**À FAIRE**
#1 D'après le texte sur le néo-panafricanisme, quelle est la date prévue pour le premier tour de l'élection présidentielle au Tchad ?
#2 Poursuivez le texte sur le néo-panafricanisme après sa dernière phrase.
::: EXTRAIT DE PAGE
L’élection, le 24 mars dernier, du cinquième président du Sénégal, en la personne de Bassirou Diomaye Faye, est venue confirmer, avec force et vigueur, l’appétence pour une Afrique souveraine, gage de son intégration, de plein pied dans l’émergence de relations internationales plus équilibrées et respectueuses, entre un Occident en crise d’identité et un Sud « global » en quête de nouveaux repères diplomatiques.
Le premier tour de l’élection présidentielle, prévue au Tchad, le 6 mai prochain, qui voit le pays sortir péniblement d’une transition politico-militaire, depuis la mort d’Idriss Déby Itno, en avril 2021, devrait confirmer cette tendance d’un néo-panafricanisme vertueux quoique exigeant vis-à-vis des anciennes puissances coloniales, en premier lieu desquelles, la France.
La solide campagne menée par le Premier ministre tchadien, Succès Masra, viendra très certainement confirmer, par les urnes, ce que les armes avaient suggéré, depuis 2020, au Mali, au Burkina-Faso, au Niger, et en Guinée, voisins : les Africains en se choisissant ainsi leur destin nous imposent de nous adapter, vue d’Europe, à cette nouvelle psychologie sociale inhérente aux états partenaires sub-sahariens.
Il peut sembler paradoxal que des coups d’état militaires voués aux gémonies, par certains soient ainsi érigés en « parangon » démocratique par d’autres, ou à défaut, compris, comme des vecteurs d’alternance politique, comme ce fut, notamment le cas, en Guinée, en septembre 2021 avec le putsch mené par Mamady Doumbouya, face à un Alpha Condé, en passe d’entamer un troisième mandat, autant inconstitutionnel qu’impopulaire.
::::::
::: DONNÉES FOURNIES
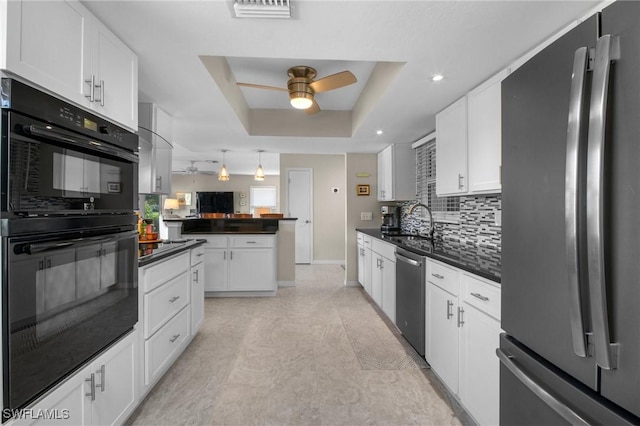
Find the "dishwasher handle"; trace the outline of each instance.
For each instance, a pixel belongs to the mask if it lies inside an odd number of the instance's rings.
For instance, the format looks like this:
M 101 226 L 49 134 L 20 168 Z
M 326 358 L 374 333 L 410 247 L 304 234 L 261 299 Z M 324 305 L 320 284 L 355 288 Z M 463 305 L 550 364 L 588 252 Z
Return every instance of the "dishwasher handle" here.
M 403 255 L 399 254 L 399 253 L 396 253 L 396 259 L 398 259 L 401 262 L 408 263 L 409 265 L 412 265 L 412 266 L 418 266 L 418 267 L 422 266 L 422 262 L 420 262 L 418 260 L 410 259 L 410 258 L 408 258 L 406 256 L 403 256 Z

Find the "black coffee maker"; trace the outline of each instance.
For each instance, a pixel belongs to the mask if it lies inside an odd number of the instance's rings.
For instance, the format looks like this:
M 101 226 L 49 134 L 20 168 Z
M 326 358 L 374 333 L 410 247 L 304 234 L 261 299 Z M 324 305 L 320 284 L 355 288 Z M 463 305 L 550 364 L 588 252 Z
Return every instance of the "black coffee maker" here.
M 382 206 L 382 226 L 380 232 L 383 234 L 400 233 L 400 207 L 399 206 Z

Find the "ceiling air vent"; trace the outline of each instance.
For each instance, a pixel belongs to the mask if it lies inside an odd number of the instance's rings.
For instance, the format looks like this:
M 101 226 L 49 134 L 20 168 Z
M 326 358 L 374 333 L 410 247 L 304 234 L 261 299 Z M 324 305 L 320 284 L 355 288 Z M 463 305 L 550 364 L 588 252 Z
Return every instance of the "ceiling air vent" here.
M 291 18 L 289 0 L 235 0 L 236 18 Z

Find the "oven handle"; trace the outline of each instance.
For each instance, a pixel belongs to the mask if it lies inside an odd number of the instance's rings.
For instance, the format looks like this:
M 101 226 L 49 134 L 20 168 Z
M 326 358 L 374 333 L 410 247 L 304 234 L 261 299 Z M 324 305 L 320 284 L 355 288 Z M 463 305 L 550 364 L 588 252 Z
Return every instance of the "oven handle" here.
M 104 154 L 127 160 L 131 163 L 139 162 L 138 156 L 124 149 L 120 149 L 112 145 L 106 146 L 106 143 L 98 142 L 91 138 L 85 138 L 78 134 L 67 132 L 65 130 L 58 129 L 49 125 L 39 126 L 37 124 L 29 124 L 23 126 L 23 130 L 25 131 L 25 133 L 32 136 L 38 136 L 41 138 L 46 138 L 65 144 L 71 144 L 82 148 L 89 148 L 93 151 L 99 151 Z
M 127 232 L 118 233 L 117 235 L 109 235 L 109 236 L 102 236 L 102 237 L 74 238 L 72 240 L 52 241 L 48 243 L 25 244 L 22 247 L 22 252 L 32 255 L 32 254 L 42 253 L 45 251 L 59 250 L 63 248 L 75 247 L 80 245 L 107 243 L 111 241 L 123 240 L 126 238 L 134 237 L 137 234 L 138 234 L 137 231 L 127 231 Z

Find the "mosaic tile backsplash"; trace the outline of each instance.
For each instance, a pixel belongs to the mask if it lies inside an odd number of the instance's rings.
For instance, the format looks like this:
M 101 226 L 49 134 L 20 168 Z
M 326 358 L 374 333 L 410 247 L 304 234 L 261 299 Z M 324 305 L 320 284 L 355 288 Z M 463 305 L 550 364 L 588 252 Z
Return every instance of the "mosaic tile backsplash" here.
::::::
**RÉPONSES**
#1 Le 6 mai.

#2
Pourtant, le parallèle entre ces « écueils » et « réveils » démocratiques peut sembler plus aisé, surtout quand on pense aux convergences que cela révèle. Le président sénégalais, Bassirou Diomaye Faye, son premier ministre, Ousmane Soko et son parti des Patriotes africains du Sénégal pour le travail, l’éthique et la fraternité (Pastef), tout comme le premier ministre tchadien, Succès Masra et de son parti des Transformateurs, aspirent à mettre, au premier plan, de leur nouvelle offre politique, la question de leur identité politique progressiste et réformatrice, trop longtemps mise sous le tapis dans leurs pays respectifs, voire dans une large portion du continent africain.
Cette nouvelle donne politique, confirme plusieurs réalités qui s’imposent tant aux Africains qu’aux Européens.
La première est l’évidente fatigue des communautés économiques régionales, en premier lieu desquelles, la Communauté Economique des Etats d’Afrique de l’Ouest (CEDEAO) incapable d’anticiper les mouvements sociaux tectoniques qui ont fait vaciller quatre de ses 15 membres (Guinée, Mali, Burkina-Faso et Niger) ces quatre dernières années. La pusillanimité de la CEDEAO à « ramener » la démocratie au Niger, dans la foulée du coup d’état du 26 juillet dernier, conforte l’idée d’un enkystement mortifère des chefs d’états qui, en dénaturant le Traité de Lagos de mai 1975, ont largement contribué à démonétiser l’institution auprès des peuples des pays qui la compose.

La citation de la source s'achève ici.